◆ **AIM**: Give everything in the records from the line containing "Would you mind pointing at the horse's ear" down to the line containing "column 324, row 715" as a two-column CSV with the columns request and answer, one row per request. Put the request text and its answer each in its own quoted field, with line breaks turned into spaces.

(Excerpts of pointing data)

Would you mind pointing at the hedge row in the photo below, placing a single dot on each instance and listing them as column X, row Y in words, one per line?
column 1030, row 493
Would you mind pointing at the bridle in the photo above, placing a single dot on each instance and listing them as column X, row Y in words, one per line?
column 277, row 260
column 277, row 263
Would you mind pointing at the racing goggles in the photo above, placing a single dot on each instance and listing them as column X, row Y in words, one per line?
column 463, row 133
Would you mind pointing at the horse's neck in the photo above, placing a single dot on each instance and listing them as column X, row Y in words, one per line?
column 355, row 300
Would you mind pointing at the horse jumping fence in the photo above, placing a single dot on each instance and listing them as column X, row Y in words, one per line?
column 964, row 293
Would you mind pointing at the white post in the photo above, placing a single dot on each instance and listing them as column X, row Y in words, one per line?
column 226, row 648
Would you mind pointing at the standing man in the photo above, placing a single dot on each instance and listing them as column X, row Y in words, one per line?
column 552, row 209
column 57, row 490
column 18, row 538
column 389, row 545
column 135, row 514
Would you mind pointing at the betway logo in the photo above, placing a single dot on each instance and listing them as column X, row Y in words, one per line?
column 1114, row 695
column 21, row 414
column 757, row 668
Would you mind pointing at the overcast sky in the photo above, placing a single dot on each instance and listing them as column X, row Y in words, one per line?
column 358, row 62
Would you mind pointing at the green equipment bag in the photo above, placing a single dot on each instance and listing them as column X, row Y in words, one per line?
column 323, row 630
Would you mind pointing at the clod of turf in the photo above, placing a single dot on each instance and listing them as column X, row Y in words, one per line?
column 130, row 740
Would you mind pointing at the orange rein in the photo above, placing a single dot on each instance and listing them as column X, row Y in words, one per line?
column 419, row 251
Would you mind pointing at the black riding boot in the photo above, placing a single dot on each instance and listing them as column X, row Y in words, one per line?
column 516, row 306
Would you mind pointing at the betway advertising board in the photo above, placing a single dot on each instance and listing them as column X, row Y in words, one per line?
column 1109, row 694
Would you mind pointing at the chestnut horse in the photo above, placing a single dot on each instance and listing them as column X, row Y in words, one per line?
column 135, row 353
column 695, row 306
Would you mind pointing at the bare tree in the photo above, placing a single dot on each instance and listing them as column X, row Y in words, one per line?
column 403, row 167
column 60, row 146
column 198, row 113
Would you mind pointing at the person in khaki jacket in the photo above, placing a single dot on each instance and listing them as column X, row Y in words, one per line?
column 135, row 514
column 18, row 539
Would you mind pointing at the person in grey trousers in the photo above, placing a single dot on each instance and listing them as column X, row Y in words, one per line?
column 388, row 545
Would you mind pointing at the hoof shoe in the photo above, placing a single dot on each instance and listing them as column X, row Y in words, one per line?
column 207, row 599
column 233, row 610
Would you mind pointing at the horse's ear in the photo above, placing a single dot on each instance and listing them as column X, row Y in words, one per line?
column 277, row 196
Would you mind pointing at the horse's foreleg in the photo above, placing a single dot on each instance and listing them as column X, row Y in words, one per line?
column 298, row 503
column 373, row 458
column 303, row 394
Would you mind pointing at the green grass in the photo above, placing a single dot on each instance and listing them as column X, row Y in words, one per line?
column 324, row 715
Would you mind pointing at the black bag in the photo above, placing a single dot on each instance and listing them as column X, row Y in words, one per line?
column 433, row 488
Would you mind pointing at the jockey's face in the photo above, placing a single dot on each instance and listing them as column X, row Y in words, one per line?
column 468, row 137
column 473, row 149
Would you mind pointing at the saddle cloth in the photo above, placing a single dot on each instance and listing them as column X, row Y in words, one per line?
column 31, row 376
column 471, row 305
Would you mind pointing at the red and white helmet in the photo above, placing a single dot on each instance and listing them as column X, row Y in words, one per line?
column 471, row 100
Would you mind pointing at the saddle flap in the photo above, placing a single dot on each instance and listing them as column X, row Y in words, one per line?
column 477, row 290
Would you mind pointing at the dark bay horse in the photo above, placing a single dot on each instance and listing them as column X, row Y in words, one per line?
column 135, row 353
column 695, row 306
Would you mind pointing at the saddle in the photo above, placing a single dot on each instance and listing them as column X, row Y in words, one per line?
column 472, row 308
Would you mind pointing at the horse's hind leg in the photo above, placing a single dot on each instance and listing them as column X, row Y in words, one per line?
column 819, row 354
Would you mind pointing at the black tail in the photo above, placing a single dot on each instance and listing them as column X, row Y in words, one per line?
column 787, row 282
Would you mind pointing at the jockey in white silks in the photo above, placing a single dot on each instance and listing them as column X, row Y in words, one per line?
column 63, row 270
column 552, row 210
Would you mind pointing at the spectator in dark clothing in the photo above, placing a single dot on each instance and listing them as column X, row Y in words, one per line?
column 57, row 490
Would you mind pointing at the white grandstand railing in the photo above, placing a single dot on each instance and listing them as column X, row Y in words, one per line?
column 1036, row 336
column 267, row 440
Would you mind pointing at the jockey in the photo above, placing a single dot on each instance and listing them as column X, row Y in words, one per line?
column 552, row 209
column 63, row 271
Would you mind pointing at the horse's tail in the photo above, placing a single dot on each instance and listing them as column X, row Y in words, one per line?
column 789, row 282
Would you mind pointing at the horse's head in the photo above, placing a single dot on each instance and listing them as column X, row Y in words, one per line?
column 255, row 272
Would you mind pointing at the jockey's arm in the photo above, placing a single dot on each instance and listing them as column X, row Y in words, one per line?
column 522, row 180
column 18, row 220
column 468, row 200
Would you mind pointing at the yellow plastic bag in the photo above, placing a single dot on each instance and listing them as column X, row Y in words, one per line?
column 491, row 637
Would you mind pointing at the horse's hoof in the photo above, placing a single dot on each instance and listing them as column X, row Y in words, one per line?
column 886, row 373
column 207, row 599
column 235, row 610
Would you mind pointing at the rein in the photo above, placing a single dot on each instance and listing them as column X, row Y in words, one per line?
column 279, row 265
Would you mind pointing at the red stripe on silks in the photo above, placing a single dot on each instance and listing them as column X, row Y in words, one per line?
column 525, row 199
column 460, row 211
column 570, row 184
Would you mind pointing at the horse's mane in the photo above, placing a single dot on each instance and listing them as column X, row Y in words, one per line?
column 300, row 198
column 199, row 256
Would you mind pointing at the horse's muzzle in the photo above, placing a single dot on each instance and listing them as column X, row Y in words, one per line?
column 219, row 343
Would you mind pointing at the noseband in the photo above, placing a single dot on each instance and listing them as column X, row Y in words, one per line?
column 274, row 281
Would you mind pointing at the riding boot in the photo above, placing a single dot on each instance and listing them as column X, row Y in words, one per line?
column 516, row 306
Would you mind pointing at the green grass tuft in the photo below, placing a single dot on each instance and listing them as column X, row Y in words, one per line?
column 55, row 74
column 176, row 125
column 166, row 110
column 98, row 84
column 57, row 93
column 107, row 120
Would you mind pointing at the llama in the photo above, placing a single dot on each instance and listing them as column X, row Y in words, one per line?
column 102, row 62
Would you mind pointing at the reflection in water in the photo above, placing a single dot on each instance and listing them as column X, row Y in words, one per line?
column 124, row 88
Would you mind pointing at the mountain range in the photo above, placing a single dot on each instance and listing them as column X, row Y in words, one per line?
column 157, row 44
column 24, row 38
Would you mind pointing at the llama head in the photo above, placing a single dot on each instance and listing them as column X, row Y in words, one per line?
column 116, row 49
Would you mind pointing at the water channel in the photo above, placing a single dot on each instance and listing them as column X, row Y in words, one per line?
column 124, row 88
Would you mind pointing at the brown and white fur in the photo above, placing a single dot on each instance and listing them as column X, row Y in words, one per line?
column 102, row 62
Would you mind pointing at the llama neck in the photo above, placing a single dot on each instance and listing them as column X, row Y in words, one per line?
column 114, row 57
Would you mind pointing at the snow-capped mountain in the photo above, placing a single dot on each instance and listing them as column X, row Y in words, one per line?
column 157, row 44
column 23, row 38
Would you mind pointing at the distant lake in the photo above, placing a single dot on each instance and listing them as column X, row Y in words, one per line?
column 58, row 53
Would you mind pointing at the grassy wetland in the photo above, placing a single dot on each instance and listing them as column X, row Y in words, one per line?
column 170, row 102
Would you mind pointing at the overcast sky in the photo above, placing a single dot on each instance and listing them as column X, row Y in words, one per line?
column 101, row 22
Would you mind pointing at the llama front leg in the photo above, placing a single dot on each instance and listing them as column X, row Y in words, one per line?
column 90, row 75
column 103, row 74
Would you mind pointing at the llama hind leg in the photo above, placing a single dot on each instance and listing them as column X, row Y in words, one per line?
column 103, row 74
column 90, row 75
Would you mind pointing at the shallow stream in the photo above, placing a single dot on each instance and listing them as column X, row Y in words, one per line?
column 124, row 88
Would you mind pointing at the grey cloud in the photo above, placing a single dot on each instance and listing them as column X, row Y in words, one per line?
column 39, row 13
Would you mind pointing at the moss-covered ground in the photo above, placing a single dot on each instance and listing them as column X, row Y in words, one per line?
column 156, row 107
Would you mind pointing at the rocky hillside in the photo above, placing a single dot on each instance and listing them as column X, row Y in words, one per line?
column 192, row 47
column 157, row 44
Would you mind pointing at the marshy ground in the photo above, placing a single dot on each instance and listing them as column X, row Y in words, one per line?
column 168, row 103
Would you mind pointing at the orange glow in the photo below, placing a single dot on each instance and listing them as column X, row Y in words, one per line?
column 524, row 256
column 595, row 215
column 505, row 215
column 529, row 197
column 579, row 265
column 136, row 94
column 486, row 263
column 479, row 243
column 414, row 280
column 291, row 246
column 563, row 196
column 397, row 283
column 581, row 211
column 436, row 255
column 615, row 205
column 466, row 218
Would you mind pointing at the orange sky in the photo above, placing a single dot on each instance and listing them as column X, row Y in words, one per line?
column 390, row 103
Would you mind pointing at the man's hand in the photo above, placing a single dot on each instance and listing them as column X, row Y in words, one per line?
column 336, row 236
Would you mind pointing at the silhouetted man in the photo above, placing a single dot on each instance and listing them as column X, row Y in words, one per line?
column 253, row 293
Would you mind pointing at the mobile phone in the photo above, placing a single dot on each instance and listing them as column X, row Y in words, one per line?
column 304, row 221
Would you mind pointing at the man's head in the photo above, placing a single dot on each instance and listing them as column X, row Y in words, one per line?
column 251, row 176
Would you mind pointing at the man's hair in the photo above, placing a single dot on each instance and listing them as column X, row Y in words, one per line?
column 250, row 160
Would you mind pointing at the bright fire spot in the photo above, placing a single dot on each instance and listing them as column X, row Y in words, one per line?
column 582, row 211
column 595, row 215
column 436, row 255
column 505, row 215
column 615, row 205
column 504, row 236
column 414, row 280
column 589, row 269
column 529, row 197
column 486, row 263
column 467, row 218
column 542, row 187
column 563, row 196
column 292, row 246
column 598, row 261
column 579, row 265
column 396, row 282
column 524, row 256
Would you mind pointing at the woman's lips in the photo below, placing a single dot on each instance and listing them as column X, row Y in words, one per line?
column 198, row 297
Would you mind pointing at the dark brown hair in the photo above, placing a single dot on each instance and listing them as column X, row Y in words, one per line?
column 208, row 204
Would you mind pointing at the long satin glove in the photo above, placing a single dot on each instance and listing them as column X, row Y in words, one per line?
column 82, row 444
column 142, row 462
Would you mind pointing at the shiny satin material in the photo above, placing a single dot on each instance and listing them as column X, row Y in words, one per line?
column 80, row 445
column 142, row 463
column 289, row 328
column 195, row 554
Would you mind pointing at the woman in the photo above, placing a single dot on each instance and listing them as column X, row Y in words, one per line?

◆ **OUTPUT FOR THIS EXERCISE**:
request,answer
"Would you mind pointing at the horse's ear in the photo above, placing a single dot on each instance and listing them as column X, row Y in words, one per line?","column 277, row 196"
"Would you mind pointing at the horse's foreleg in the photo above, placing a single dot on each instance and listing them as column X, row Y in words, one per line?","column 298, row 503 column 373, row 458 column 303, row 394"
"Would you mind pointing at the green grass in the photo above, placing a single dot on each instance and listing them as column X, row Y in words, one per line?","column 324, row 715"